# Start of Reading text
Matching employees’ abilities with job demands, a key form of person-job (PJ) fit, has been the traditional focus of selection practices since post–World War II. In 1980, John Wanous described a matching model of selection in which the match between individuals’ preferences for rewards and available rewards produces positive job attitudes and reduces the likelihood of turnover, thus bringing needs-supplies PJ fit firmly into the domain of staffing (Wanous 1980). Breaugh 1992, a book on recruitment, brings together these two perspectives into a model that specifically predicts applicants’ job selection on the basis both of needs-supplies and demands-abilities PJ fit. Edwards 1991 presents the most comprehensive qualitative review of the literature prior to 1990 on PJ fit. This review finds that needs-supplies fit has been investigated more frequently than demands-abilities fit, when it is considered to include studies on need satisfaction such as those using Lyman Porter’s needs satisfaction questionnaire, as explained in Porter 1962. Reflecting demands-abilities fit, a separate literature on overqualification/underemployment has emerged, as in Feldman 1996; Erdogan, et al. 2011; and McKee-Ryan and Harvey 2011. A two-sample empirical study in Holtom, et al. 2002 demonstrates that both work status congruence (assessing an employee’s fit for work preferences) and underemployment leads to many work-related attitudes and behaviors. Studies directly assessing underqualification are less common in the organizational literature, with the assumption in selection being that underqualified employees are worse performers. An alternative view is presented in a study in the Netherlands (Hamersma, et al. 2015), which demonstrates some positive personal consequences, such as learning, for people who are underqualified.
# End of Reading text
# Start of Extracted entries
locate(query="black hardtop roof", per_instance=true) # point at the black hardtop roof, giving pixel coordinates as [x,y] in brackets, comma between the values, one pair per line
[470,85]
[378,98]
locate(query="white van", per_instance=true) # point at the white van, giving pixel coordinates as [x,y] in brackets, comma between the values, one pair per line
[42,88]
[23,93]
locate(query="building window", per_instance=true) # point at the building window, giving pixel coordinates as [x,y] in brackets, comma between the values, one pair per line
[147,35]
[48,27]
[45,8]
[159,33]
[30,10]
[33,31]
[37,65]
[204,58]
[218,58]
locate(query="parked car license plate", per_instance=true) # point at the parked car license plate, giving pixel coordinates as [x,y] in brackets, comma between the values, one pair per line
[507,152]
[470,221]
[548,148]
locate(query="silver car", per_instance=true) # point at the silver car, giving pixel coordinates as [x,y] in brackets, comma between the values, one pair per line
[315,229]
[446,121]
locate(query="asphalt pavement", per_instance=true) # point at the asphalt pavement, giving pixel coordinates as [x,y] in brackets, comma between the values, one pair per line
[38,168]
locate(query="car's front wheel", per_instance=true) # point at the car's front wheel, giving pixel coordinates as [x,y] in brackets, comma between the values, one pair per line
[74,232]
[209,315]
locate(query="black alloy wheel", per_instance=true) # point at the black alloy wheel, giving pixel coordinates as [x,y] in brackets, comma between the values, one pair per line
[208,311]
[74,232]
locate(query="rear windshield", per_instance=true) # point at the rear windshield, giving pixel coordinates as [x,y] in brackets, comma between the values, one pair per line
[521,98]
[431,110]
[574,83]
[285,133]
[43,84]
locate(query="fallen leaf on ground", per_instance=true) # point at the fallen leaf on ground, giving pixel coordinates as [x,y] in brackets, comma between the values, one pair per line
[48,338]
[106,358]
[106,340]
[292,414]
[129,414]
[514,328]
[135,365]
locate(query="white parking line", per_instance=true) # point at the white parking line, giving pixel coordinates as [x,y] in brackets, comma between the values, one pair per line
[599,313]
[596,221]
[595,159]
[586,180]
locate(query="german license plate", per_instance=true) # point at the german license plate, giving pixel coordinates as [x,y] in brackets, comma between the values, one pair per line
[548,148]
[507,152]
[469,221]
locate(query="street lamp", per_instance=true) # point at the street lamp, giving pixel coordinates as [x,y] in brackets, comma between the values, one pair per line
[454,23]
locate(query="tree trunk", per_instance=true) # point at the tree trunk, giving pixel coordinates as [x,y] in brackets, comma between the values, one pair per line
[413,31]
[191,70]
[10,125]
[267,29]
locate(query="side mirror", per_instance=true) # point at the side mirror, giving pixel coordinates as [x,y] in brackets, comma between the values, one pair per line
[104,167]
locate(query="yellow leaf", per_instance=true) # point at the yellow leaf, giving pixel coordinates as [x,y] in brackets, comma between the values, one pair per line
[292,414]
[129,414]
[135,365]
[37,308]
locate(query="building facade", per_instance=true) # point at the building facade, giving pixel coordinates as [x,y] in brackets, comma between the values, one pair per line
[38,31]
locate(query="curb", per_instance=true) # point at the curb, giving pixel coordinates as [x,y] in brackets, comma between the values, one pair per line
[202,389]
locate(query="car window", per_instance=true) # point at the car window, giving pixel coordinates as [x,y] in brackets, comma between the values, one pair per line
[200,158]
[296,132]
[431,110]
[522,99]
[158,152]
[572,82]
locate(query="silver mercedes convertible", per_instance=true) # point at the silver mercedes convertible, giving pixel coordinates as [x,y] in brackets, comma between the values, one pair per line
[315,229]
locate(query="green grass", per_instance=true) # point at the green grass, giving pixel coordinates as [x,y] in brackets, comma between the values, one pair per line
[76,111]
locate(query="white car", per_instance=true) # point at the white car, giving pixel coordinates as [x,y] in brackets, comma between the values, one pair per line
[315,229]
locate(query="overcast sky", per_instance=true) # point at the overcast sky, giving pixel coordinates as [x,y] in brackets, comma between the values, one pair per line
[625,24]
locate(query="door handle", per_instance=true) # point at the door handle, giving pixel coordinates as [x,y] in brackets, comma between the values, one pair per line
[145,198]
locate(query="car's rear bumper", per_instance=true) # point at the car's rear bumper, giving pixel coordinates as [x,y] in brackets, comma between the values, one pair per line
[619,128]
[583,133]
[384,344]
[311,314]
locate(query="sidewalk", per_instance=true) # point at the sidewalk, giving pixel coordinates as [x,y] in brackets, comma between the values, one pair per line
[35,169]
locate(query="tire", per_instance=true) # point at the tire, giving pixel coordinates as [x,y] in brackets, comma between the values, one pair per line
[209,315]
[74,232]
# End of Extracted entries
§ **Set of tasks**:
**a)** Answer these from the person-job fit passage:
(i) In what year did John Wanous describe a matching model of selection?
(ii) What kind of publication is Breaugh 1992?
(iii) In which country was the Hamersma, et al. 2015 study conducted?
**b)** Output everything in the records from the line containing "at the overcast" down to the end of the records, including both of those lines and reproducing each line exactly.
The records have no connection to the text.

§ **Replies**:
**a)**
(i) 1980
(ii) A book on recruitment
(iii) The Netherlands

**b)**
locate(query="overcast sky", per_instance=true) # point at the overcast sky, giving pixel coordinates as [x,y] in brackets, comma between the values, one pair per line
[625,24]
locate(query="door handle", per_instance=true) # point at the door handle, giving pixel coordinates as [x,y] in brackets, comma between the values, one pair per line
[145,198]
locate(query="car's rear bumper", per_instance=true) # point at the car's rear bumper, giving pixel coordinates as [x,y] in brackets, comma between the values, one pair per line
[619,128]
[583,133]
[384,344]
[311,314]
locate(query="sidewalk", per_instance=true) # point at the sidewalk, giving pixel coordinates as [x,y] in brackets, comma between the values, one pair per line
[35,169]
locate(query="tire", per_instance=true) # point at the tire, giving pixel coordinates as [x,y] in brackets, comma between the values, one pair per line
[209,315]
[74,232]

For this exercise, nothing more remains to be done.